----- Data for this task

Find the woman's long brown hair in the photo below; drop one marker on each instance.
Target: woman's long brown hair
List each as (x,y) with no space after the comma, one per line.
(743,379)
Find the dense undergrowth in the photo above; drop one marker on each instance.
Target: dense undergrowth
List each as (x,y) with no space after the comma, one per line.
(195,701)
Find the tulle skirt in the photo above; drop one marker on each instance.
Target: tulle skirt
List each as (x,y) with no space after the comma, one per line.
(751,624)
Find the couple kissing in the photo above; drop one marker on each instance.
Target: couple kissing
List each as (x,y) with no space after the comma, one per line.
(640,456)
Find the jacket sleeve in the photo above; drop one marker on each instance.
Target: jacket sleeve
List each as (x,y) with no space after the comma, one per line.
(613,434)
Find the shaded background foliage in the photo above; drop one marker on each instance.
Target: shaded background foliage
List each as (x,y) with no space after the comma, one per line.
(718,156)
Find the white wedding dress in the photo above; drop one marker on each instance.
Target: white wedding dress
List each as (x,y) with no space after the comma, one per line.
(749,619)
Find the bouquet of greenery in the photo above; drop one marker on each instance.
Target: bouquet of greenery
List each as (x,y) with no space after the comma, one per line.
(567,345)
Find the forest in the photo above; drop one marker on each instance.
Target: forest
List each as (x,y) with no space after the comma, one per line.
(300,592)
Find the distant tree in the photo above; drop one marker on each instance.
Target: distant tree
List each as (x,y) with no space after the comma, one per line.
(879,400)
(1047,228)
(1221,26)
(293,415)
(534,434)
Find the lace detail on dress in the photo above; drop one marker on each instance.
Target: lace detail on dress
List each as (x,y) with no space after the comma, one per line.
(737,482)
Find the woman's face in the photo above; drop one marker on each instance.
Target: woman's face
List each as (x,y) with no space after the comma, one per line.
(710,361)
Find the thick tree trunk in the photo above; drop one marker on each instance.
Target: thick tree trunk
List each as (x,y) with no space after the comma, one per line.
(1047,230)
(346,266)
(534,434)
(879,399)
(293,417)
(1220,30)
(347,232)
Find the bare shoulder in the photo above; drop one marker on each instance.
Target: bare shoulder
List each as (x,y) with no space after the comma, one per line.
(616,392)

----------

*Task*.
Would you output the whole listing exactly as written?

*Task result*.
Find the woman's long brown hair in the photo below; drop one marker on each instance.
Target: woman's long brown hair
List each as (x,y) with no space after the comma, one per line.
(743,379)
Find the dense undergrowth in the photo above; drop one marker on each instance.
Target: dense undergrowth
List each as (x,y) with no space after the comma, one per line.
(195,701)
Find the tulle skirt in the photo above; drop one marker on each instance.
Target: tulle skirt
List each as (x,y) with no space after the comma, one per line.
(751,624)
Find the couple kissing in the photo above; drop one marker on each instance.
Target: couple kissing
List each as (x,y) with no space after the comma, one per line.
(640,456)
Find the jacket sleeve in the photo above; drop one marker on each instance.
Target: jacket sleeve
List each as (x,y) with no space after the comma, one per line.
(613,434)
Find the shaded background foliage in the photo above; drop one marker on each instance.
Target: shaded background foliage
List each as (x,y) with no space after the comma, one per line.
(718,156)
Find the white wedding dress in the photo above; drop one marker on each instance.
Target: white wedding dress
List each as (x,y) with no space after the comma, one per line.
(749,619)
Find the bouquet of greenery in the photo above; drop one marker on each instance.
Target: bouquet of greenery
List each as (x,y) with no space after the comma, one per line.
(567,345)
Find the forest in the photo above; drop one marker on each instance.
Target: forest
List each as (x,y) with no space after the comma, one per line.
(300,592)
Find the distant tree in the photo above; drop one marker on each instance.
Target: distant tree
List each as (x,y) with no space after the comma, one per line.
(879,400)
(1047,228)
(1221,26)
(293,415)
(534,434)
Find the lace detail on dress in the photo above; drop one marker on each instance.
Target: lace detail on dress
List each as (x,y) with no space after the comma, one per line.
(737,482)
Find the woman's face in the photo above; drop one marker on each instance.
Target: woman's face
List each as (x,y) with no space after the comma, one per line.
(710,361)
Find the thick tree trunk in the photo above; drop one marker on each instance.
Target: thick tree trunk
List each as (x,y) with no space after the comma, one per line.
(1047,230)
(346,266)
(534,434)
(879,399)
(293,417)
(1220,30)
(347,232)
Find the bare shoulder in the photo above; drop one marker on each instance.
Target: bare shoulder
List each as (x,y) with no space after the comma, one per line.
(616,392)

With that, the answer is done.